_Extracted records_

━━━

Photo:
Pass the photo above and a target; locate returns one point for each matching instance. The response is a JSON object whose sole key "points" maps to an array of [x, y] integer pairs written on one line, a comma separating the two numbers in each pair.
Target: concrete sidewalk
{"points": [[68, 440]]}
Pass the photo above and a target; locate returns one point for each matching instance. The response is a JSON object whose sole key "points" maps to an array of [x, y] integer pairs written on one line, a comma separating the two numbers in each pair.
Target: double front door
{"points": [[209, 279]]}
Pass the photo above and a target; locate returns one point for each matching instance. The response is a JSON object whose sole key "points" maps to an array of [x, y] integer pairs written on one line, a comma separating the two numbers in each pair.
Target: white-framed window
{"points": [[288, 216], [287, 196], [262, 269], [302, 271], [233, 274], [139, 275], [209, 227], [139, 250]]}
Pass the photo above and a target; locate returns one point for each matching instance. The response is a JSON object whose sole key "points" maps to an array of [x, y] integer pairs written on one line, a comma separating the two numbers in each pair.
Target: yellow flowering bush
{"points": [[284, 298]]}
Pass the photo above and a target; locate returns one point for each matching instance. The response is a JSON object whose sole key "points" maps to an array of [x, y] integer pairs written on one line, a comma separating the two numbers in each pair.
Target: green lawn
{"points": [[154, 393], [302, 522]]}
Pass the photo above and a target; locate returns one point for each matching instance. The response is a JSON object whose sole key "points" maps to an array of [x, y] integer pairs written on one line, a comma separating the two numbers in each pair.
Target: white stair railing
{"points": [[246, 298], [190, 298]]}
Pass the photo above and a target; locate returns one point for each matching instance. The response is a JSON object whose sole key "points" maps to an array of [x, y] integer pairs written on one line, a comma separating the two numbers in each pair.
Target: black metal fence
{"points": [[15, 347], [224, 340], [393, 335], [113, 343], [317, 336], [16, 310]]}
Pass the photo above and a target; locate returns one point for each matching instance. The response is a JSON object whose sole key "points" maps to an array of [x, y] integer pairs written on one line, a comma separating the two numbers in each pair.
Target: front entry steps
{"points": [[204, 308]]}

━━━

_What is expected_
Would you please reproduce the entries above word for word?

_Task solution_
Photo:
Pass the photo above and a target; locate returns one point for each matching instance. The response is a JSON object whose sole key "points" maps to an array of [x, y] integer pairs written on one line, a comma separating the two numbers in each pair.
Target: concrete sidewalk
{"points": [[68, 440]]}
Pass the photo above and a target; locate returns one point for each matching instance. The response is a JSON object whose sole key "points" maps to an array of [x, y] integer pairs written on one line, a comma separating the two numbers in each pair.
Target: double front door
{"points": [[209, 279]]}
Pass the photo above and a target; locate returns one point for each matching instance. The response is a JSON object whose sole key "points" maps to an array of [x, y] integer pairs written on one line, a comma separating the two numbers in each pair.
Target: white-framed window
{"points": [[288, 216], [287, 196], [262, 269], [302, 271], [233, 274], [139, 275], [209, 227], [139, 250]]}
Pass the photo above and a target; locate returns one point for each matching instance. The response is a JSON object whose sole key "points" maps to an array of [x, y] integer pairs written on one line, a comma separating the two numbers in each pair.
Target: yellow flowering bush
{"points": [[284, 298]]}
Pass the photo above and a target; locate returns one point for each matching instance. The response is a JSON object whose sole key "points" maps to an array of [x, y] integer pairs written on one line, a comma separating the two numbers in each pair.
Target: green lawn
{"points": [[154, 393], [302, 522]]}
Pass the photo above and a target; locate returns one point for each matching instance. The response is a JSON object whose sole key "points" maps to an array of [x, y] integer pairs written on one line, a comma separating the two numbers in each pair.
Target: white stair railing
{"points": [[246, 298], [190, 298]]}
Pass the photo above and a target; locate returns one point for each matching instance. The response is a JSON object whose sole key "points" maps to an array of [x, y] integer pairs written on one line, a comma separating the two numbers in each pair.
Target: black metal fence
{"points": [[15, 347], [224, 340], [393, 335], [113, 343], [317, 336], [16, 310]]}
Pass the photo above and a target; locate returns one point for each matching instance. The response is a JSON object whose sole key "points" maps to an array of [x, y] integer pairs written on one line, a comma separating the two numbers in each pair.
Target: front entry steps
{"points": [[204, 308]]}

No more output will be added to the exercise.